СОДЕРЖИМОЕ НАБОРА ДАННЫХ:
»»
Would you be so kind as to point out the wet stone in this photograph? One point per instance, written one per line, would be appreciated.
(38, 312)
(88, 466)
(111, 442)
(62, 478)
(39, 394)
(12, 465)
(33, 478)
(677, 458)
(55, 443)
««
ЗАПРОС:
Выведете все позиции выше в виде CSV из двух столбцов, «запрос» и «ответ», по одной строке на каждую позицию? Текст и ответ должны стоять каждый в своем поле в кавычках, а переносы строк нужно заменить пробелами.

ОТВЕТ НА ЗАДАНИЕ:
запрос,ответ
"Would you be so kind as to point out the wet stone in this photograph? One point per instance, written one per line, would be appreciated.","(38, 312) (88, 466) (111, 442) (62, 478) (39, 394) (12, 465) (33, 478) (677, 458) (55, 443)"